In a report published this week, the umbrella organisation of European broadcasters calls on Yle to better represent all segments of society, including immigrants.

Ylen uutisten työntekijät odottavat palohälytyksen loppumista Radiotalon aulassa.
Yle employees await the all-clear sign after a fire alarm. Image: Tiina Jutila / YLE

A peer-to-peer review issued on 28 May by the European Broadcasting Union (EBU) urges Finnish public broadcaster Yle to better “reflect the diversity of Finnish society, and the changes it is going through.”

The 70-page report evaluates Yle’s management practices and content according to public service values defined by the EBU three years ago. The paper is based on a self-assessment carried out by Yle and a visit to Helsinki by an international group of peers in January. The team included six broadcasting executives, consultants and specialists from Austria, Belgium, France, Ireland and the Netherlands.

In their view, “Yle programmes/content should better reflect Finnish society in all its developments and diversity. Minorities such as the immigrant populations are not really represented. Yle should work on diversity and adopt a segmented vision of its audiences to better understand their needs and expectations.”

Rows of box annotation data
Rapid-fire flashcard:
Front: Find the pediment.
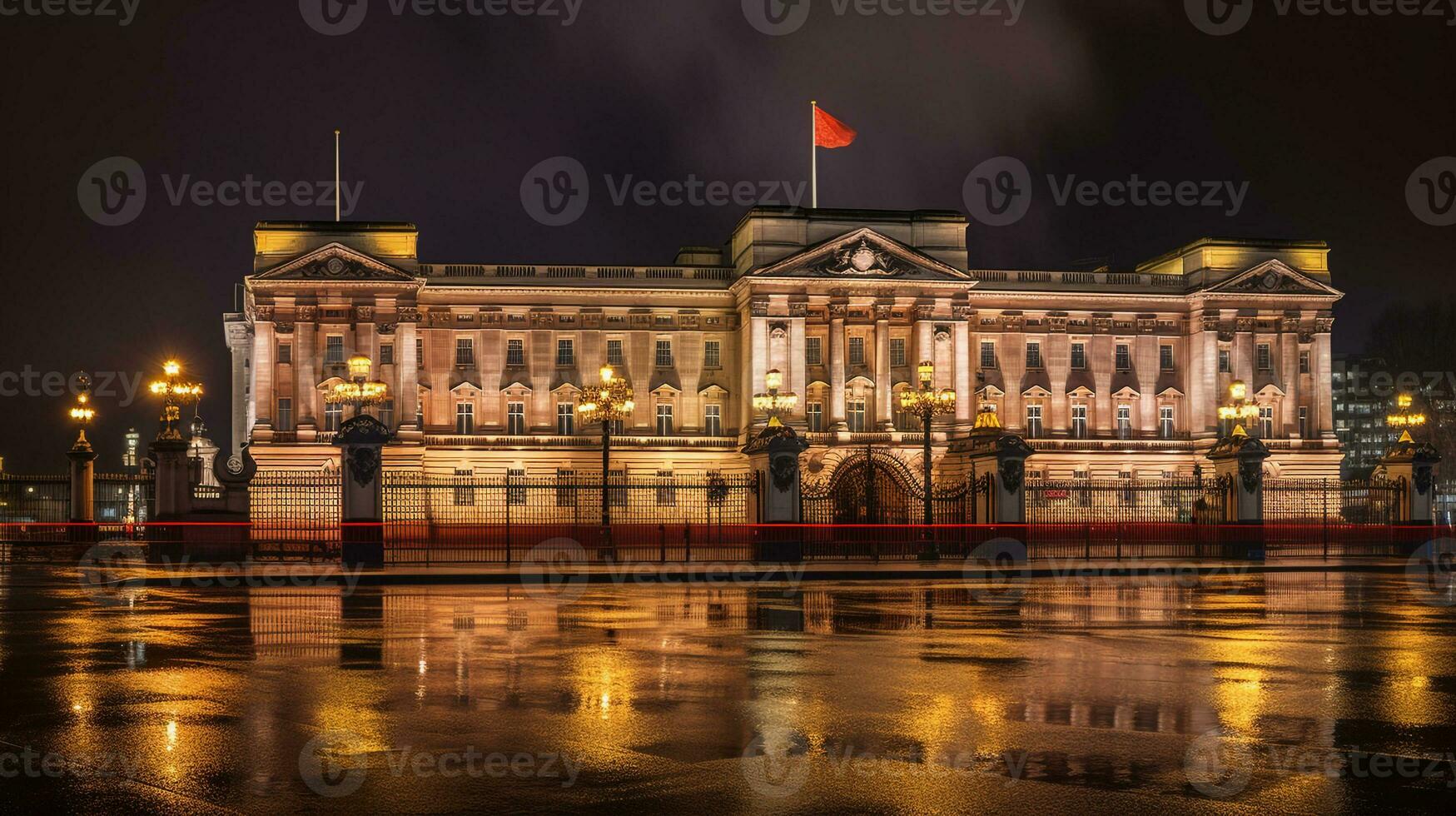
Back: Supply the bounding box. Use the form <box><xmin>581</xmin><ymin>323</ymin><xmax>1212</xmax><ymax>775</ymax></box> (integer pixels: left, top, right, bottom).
<box><xmin>253</xmin><ymin>242</ymin><xmax>415</xmax><ymax>283</ymax></box>
<box><xmin>1205</xmin><ymin>260</ymin><xmax>1344</xmax><ymax>297</ymax></box>
<box><xmin>751</xmin><ymin>227</ymin><xmax>974</xmax><ymax>281</ymax></box>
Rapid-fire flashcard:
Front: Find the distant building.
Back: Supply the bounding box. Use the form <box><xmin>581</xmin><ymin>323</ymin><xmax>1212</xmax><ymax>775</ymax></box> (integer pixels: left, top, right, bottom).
<box><xmin>1331</xmin><ymin>354</ymin><xmax>1395</xmax><ymax>480</ymax></box>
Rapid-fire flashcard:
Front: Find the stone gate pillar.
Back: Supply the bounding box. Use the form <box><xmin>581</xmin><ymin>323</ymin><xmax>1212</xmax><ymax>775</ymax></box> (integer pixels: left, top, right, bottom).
<box><xmin>334</xmin><ymin>414</ymin><xmax>393</xmax><ymax>567</ymax></box>
<box><xmin>1209</xmin><ymin>429</ymin><xmax>1270</xmax><ymax>561</ymax></box>
<box><xmin>743</xmin><ymin>423</ymin><xmax>808</xmax><ymax>561</ymax></box>
<box><xmin>1380</xmin><ymin>431</ymin><xmax>1442</xmax><ymax>526</ymax></box>
<box><xmin>66</xmin><ymin>431</ymin><xmax>96</xmax><ymax>544</ymax></box>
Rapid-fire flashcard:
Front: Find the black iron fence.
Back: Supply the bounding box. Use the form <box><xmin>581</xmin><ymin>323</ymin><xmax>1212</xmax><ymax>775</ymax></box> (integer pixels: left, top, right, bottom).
<box><xmin>385</xmin><ymin>472</ymin><xmax>758</xmax><ymax>564</ymax></box>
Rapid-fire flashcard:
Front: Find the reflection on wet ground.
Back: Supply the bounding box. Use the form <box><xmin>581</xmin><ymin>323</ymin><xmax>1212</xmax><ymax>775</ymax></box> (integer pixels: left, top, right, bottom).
<box><xmin>0</xmin><ymin>573</ymin><xmax>1456</xmax><ymax>814</ymax></box>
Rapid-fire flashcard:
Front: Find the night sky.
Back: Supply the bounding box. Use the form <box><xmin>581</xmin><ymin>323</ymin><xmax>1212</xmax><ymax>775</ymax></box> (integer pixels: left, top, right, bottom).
<box><xmin>0</xmin><ymin>0</ymin><xmax>1456</xmax><ymax>472</ymax></box>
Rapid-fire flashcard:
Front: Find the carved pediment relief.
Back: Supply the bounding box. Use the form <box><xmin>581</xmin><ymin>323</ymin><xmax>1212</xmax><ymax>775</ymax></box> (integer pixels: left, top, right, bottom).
<box><xmin>754</xmin><ymin>227</ymin><xmax>971</xmax><ymax>280</ymax></box>
<box><xmin>255</xmin><ymin>243</ymin><xmax>415</xmax><ymax>283</ymax></box>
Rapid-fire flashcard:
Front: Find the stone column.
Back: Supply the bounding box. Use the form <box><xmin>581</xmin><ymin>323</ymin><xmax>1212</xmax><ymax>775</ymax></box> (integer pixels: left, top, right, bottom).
<box><xmin>1380</xmin><ymin>431</ymin><xmax>1442</xmax><ymax>526</ymax></box>
<box><xmin>875</xmin><ymin>303</ymin><xmax>902</xmax><ymax>431</ymax></box>
<box><xmin>335</xmin><ymin>414</ymin><xmax>391</xmax><ymax>567</ymax></box>
<box><xmin>1209</xmin><ymin>435</ymin><xmax>1270</xmax><ymax>561</ymax></box>
<box><xmin>828</xmin><ymin>303</ymin><xmax>849</xmax><ymax>431</ymax></box>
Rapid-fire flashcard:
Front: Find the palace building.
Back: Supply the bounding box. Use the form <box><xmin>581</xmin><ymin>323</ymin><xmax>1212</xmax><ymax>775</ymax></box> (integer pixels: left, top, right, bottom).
<box><xmin>224</xmin><ymin>207</ymin><xmax>1341</xmax><ymax>482</ymax></box>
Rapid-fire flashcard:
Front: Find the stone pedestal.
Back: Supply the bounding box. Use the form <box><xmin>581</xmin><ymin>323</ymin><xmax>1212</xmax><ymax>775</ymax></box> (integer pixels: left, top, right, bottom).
<box><xmin>743</xmin><ymin>423</ymin><xmax>808</xmax><ymax>563</ymax></box>
<box><xmin>66</xmin><ymin>431</ymin><xmax>96</xmax><ymax>544</ymax></box>
<box><xmin>1380</xmin><ymin>433</ymin><xmax>1442</xmax><ymax>526</ymax></box>
<box><xmin>1209</xmin><ymin>429</ymin><xmax>1270</xmax><ymax>561</ymax></box>
<box><xmin>335</xmin><ymin>414</ymin><xmax>393</xmax><ymax>567</ymax></box>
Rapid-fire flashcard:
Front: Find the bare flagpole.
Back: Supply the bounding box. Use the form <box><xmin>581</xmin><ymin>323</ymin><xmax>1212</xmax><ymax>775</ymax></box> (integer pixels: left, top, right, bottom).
<box><xmin>809</xmin><ymin>99</ymin><xmax>818</xmax><ymax>210</ymax></box>
<box><xmin>334</xmin><ymin>128</ymin><xmax>342</xmax><ymax>223</ymax></box>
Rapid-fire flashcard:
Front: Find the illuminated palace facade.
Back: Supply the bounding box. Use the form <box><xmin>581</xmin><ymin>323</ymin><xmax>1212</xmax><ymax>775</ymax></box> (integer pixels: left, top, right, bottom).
<box><xmin>224</xmin><ymin>207</ymin><xmax>1341</xmax><ymax>481</ymax></box>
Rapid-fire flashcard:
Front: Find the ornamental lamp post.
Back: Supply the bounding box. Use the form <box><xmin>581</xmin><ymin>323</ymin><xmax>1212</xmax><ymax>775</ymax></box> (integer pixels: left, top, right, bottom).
<box><xmin>753</xmin><ymin>369</ymin><xmax>799</xmax><ymax>429</ymax></box>
<box><xmin>900</xmin><ymin>360</ymin><xmax>955</xmax><ymax>548</ymax></box>
<box><xmin>1219</xmin><ymin>381</ymin><xmax>1260</xmax><ymax>435</ymax></box>
<box><xmin>577</xmin><ymin>366</ymin><xmax>636</xmax><ymax>542</ymax></box>
<box><xmin>150</xmin><ymin>360</ymin><xmax>202</xmax><ymax>440</ymax></box>
<box><xmin>323</xmin><ymin>354</ymin><xmax>389</xmax><ymax>417</ymax></box>
<box><xmin>1384</xmin><ymin>394</ymin><xmax>1425</xmax><ymax>443</ymax></box>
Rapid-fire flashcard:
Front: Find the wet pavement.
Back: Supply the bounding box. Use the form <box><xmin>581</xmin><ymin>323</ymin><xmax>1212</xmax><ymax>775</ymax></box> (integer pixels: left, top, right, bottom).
<box><xmin>0</xmin><ymin>570</ymin><xmax>1456</xmax><ymax>814</ymax></box>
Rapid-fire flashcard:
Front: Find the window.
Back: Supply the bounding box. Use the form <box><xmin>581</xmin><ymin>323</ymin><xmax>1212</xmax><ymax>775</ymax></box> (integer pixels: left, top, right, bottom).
<box><xmin>556</xmin><ymin>468</ymin><xmax>577</xmax><ymax>507</ymax></box>
<box><xmin>846</xmin><ymin>400</ymin><xmax>867</xmax><ymax>433</ymax></box>
<box><xmin>455</xmin><ymin>402</ymin><xmax>475</xmax><ymax>435</ymax></box>
<box><xmin>455</xmin><ymin>468</ymin><xmax>475</xmax><ymax>507</ymax></box>
<box><xmin>274</xmin><ymin>400</ymin><xmax>293</xmax><ymax>431</ymax></box>
<box><xmin>556</xmin><ymin>402</ymin><xmax>577</xmax><ymax>435</ymax></box>
<box><xmin>323</xmin><ymin>402</ymin><xmax>344</xmax><ymax>433</ymax></box>
<box><xmin>803</xmin><ymin>336</ymin><xmax>824</xmax><ymax>366</ymax></box>
<box><xmin>890</xmin><ymin>336</ymin><xmax>907</xmax><ymax>367</ymax></box>
<box><xmin>505</xmin><ymin>468</ymin><xmax>525</xmax><ymax>507</ymax></box>
<box><xmin>505</xmin><ymin>402</ymin><xmax>525</xmax><ymax>435</ymax></box>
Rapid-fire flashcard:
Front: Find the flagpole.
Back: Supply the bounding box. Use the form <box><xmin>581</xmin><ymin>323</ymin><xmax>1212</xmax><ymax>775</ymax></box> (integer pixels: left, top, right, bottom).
<box><xmin>809</xmin><ymin>99</ymin><xmax>818</xmax><ymax>210</ymax></box>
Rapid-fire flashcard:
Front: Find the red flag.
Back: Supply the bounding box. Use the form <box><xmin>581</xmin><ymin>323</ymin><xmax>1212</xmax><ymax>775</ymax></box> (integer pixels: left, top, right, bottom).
<box><xmin>814</xmin><ymin>105</ymin><xmax>855</xmax><ymax>147</ymax></box>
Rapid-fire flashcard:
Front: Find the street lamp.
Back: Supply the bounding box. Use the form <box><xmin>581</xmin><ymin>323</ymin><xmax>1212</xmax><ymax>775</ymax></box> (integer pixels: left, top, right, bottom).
<box><xmin>150</xmin><ymin>360</ymin><xmax>202</xmax><ymax>440</ymax></box>
<box><xmin>72</xmin><ymin>375</ymin><xmax>96</xmax><ymax>447</ymax></box>
<box><xmin>577</xmin><ymin>366</ymin><xmax>636</xmax><ymax>540</ymax></box>
<box><xmin>1384</xmin><ymin>394</ymin><xmax>1425</xmax><ymax>441</ymax></box>
<box><xmin>1219</xmin><ymin>381</ymin><xmax>1260</xmax><ymax>435</ymax></box>
<box><xmin>900</xmin><ymin>360</ymin><xmax>955</xmax><ymax>545</ymax></box>
<box><xmin>753</xmin><ymin>369</ymin><xmax>799</xmax><ymax>429</ymax></box>
<box><xmin>323</xmin><ymin>354</ymin><xmax>389</xmax><ymax>417</ymax></box>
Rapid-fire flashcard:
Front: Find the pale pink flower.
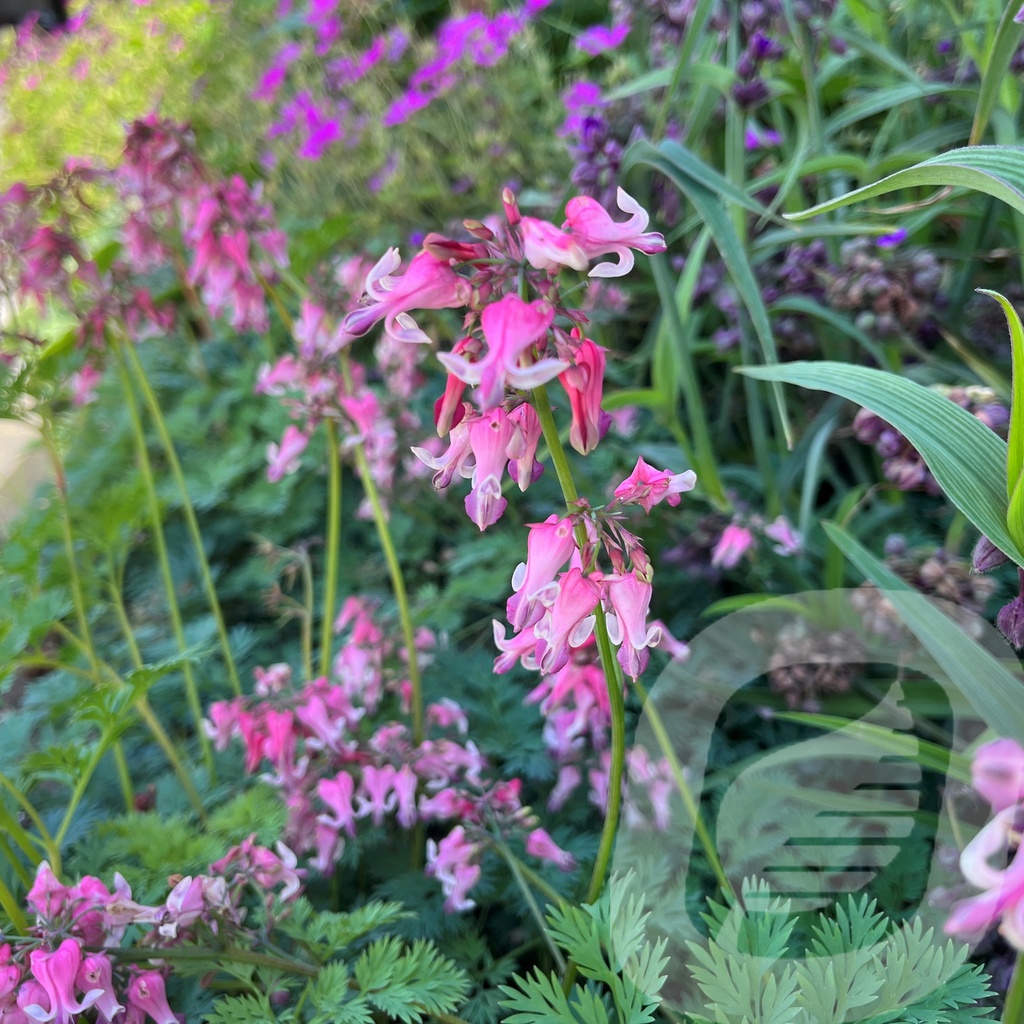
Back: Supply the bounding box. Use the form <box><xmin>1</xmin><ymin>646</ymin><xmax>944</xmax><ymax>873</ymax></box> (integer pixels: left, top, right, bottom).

● **Aim**: Continue the news piece about the European Broadcasting Union's review of Yle, picking up right after its final sentence.

● **Task result**:
Yle, which the paper defines as a “national free-to-air public media service company,” currently offers news in Finnish, Swedish, Sámi, Karelian, English, Russian and Finnish Sign Language, as well as short weekly programmes in the Finnish Roma language and classical Latin.  

Equality plan falls short

While praising Yle for “doing a good job” on gender equality and opportunities, the report’s authors say the company’s “next challenge is to diversify its staff according to age, origin, and culture to reflect changes in Finnish society over the last decade yet without losing in internal cohesion.”

They note that Yle failed to achieve the goals of its 2012-14 Equality Plan, which was aimed at turning the company into a more diverse workplace. “The company remains very homogenous in terms of age, ethnic and cultural backgrounds,” they observe.

With some 75 members in 56 countries, the EBU is best known as organiser of the Eurovision Song Contest.